Records shown:
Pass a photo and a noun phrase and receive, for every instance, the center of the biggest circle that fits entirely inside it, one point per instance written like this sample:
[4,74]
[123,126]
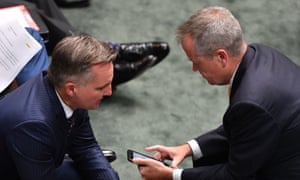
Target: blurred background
[169,104]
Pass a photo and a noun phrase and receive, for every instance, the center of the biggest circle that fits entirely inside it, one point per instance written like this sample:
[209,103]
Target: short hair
[73,57]
[213,28]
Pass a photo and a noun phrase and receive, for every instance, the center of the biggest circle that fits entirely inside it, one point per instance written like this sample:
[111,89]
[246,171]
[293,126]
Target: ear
[70,88]
[222,56]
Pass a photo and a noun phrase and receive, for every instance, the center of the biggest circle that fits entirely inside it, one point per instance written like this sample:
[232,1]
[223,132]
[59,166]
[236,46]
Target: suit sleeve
[87,154]
[252,137]
[214,147]
[30,147]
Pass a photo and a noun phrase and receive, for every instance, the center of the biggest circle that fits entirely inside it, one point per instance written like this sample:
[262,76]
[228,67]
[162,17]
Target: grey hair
[73,57]
[213,28]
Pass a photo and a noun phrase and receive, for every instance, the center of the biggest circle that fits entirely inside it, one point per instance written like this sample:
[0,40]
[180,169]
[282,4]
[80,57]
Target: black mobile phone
[131,154]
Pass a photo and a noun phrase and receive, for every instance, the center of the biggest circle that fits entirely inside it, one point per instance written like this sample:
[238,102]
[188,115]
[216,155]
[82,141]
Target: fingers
[155,148]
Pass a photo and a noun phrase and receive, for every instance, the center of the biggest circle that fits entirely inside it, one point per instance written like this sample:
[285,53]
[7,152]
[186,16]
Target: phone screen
[133,154]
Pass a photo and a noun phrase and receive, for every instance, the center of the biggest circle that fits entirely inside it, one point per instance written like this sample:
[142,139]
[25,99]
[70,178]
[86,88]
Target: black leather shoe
[126,71]
[132,52]
[72,3]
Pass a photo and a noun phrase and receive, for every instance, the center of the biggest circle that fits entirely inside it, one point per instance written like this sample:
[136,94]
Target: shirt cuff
[197,153]
[177,174]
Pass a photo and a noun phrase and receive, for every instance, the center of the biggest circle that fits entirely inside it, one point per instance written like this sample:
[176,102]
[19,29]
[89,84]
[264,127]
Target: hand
[176,154]
[153,170]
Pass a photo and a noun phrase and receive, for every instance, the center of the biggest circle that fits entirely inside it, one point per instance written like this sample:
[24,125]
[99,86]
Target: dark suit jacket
[35,136]
[261,127]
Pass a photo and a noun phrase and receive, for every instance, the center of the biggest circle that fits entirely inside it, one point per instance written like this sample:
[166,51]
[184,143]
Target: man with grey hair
[46,119]
[257,139]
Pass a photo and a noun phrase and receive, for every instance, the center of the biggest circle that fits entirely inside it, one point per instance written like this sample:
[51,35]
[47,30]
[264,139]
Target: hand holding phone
[131,154]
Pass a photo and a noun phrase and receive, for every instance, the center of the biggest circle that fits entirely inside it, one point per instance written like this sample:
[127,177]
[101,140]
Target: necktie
[229,91]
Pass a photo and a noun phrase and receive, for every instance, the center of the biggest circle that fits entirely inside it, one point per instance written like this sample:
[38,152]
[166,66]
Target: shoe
[132,52]
[72,3]
[126,71]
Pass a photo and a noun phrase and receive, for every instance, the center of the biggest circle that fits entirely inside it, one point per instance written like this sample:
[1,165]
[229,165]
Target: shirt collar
[68,111]
[232,77]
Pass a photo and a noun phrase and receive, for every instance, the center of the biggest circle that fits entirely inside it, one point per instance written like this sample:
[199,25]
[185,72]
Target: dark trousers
[58,25]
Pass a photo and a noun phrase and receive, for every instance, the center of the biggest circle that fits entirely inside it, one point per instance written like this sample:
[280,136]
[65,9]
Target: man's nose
[195,67]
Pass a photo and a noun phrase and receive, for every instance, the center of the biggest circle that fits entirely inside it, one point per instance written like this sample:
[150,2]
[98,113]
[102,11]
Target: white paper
[17,47]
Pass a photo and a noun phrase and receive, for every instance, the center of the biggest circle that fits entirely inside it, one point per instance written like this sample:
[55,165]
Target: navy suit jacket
[35,136]
[261,127]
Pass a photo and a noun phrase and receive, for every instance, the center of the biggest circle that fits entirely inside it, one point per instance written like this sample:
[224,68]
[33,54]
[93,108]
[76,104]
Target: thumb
[175,163]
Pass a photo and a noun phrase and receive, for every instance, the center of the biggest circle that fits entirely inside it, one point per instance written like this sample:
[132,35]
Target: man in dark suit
[46,119]
[258,137]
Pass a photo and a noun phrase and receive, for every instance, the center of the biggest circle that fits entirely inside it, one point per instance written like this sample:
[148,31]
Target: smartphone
[131,154]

Task to carry out:
Reproduce the material above in full and without alteration, but skip all pictures.

Response to this exercise:
Pass a photo and a noun phrase and receive, for every instance, the center of the biggest circle that fits entirely inside it, one point per instance written like this sample:
[4,74]
[123,126]
Target: blurred background
[169,104]
Pass a photo and a noun phrase and receive, for every instance, the center of the biggest circle that fits entirely inside it, one point per instance written like this sample:
[209,103]
Target: short hair
[73,57]
[213,28]
Pass a photo and a noun phrase and receive, for every instance, the center of the biggest circle that fits entirely inside it, one point per instance written like this sample:
[111,89]
[246,171]
[293,126]
Target: ear
[70,88]
[222,56]
Pass a photo and a noun phrase and receive, for every instance, the center of the biggest circle that fits entirely inside it, one point per instance written like this sample:
[232,1]
[223,132]
[59,166]
[236,46]
Target: suit sleeve
[87,154]
[252,137]
[214,147]
[30,147]
Pass a photo and a noun phrase and receive, for every instance, the center of the biggest circle that fits entirely inside it, one point per instance written like this sample:
[262,76]
[228,67]
[162,17]
Target: grey hair
[73,57]
[213,28]
Pass a photo and a noun phrase and receive, for every instance, the center of the biggest circle that fits entirely inside it, one point per instance written like this sample:
[0,40]
[180,169]
[282,4]
[80,57]
Target: black mobile phone
[131,154]
Pass a photo and a noun phrase and receive, for every instance, the center of the biggest circle that fits entirely inside it, one point per instance written like this sample:
[238,102]
[188,115]
[216,155]
[82,141]
Target: fingers
[155,148]
Pass a photo and a noun phrase and receive, for every instance, the center of the biggest circle that fits entirely inside it, one point per instance written like this sample:
[285,53]
[7,152]
[186,16]
Target: phone screen
[133,154]
Pass a photo and a noun phrase and receive, for every instance, the center of the biggest circle that fits entirely inside it, one point per instance written like this sample:
[142,139]
[25,99]
[70,178]
[86,88]
Target: black leather shoe
[126,71]
[132,52]
[72,3]
Pass a photo and a noun phrase and receive, for every instance, the center of the biggest circle that fits entirely inside it, one point per instance written like this sample:
[136,94]
Target: shirt cuff
[197,153]
[177,174]
Pass a photo and a noun phrase and receive, for every instance, the center of the biggest circle that fits entirely inside it, one point per instance written like this sample:
[176,102]
[19,29]
[89,84]
[264,127]
Target: hand
[176,154]
[153,170]
Pass a photo and a noun phrase and receive, for every instance, the center of the biggest circle that fits entirely inside it, one point per instance written like this sample:
[24,125]
[99,86]
Target: dark suit jacket
[35,136]
[261,127]
Pass a photo and a noun phrase and receive, for every instance, the center of the biggest circle that fits entirely inside it, one point per instance written like this sample:
[166,51]
[184,143]
Target: man with grey hair
[46,119]
[257,139]
Pass a photo and a noun phrase and receive, for every instance, the center of the biggest circle that fits entirely inside it, one point per instance written like this sample:
[51,35]
[47,30]
[264,139]
Target: hand holding phone
[131,154]
Pass a photo and a noun phrase and receive, for every instance, the center of the biggest circle that fits entirely inside it, one point per instance written like this sample:
[127,177]
[101,140]
Target: necktie
[229,91]
Pass a photo and a noun phrase and receive, for every instance, the center of the biggest circle that fits entirely inside it, one point per instance written like this sample:
[38,152]
[166,66]
Target: shoe
[132,52]
[72,3]
[126,71]
Pass a photo and a noun phrase and receive, for every instance, the center of the biggest circle that fits entirely inside it, one point per instance written like this sample:
[1,165]
[229,165]
Target: shirt collar
[68,111]
[232,77]
Pass a photo and a noun phrase and receive, for every instance, the center of the biggest circle that fits entirely inside it, one point per instance written like this sample:
[199,25]
[185,72]
Target: dark trousers
[58,25]
Pass a photo and a noun phrase and receive, for every instance, the center of the biggest circle that fits entirely inside it, one point per instance written like this sample:
[280,136]
[65,9]
Target: man's nose
[195,67]
Pass a photo and a noun phrase and receive, for every instance, the center of the biggest circle that fits entirely inside it, one point per instance written like this sample:
[150,2]
[98,113]
[102,11]
Target: white paper
[17,47]
Pass a photo and a noun phrase and receive, for every instance, the center of the biggest circle that fits entirely inside it, one point per instance written like this sample:
[55,165]
Target: navy suit jacket
[35,136]
[261,127]
Pass a photo and a noun phrase and receive, for every instance, the center of the biggest circle that fits entirely inside it, one point per instance written like this sample:
[224,68]
[33,54]
[93,108]
[76,104]
Target: thumb
[175,163]
Pass a photo and a noun phrase and receive, for every instance, the center of the biggest circle that fits entirely inside it, one point per instance written like this sample:
[132,35]
Target: man in dark suit
[46,119]
[258,137]
Pass a photo and a noun phrase and receive, for every instance, the center of the biggest circle that fits entirely inside it, one point per instance written like this sample:
[148,31]
Target: smartphone
[131,154]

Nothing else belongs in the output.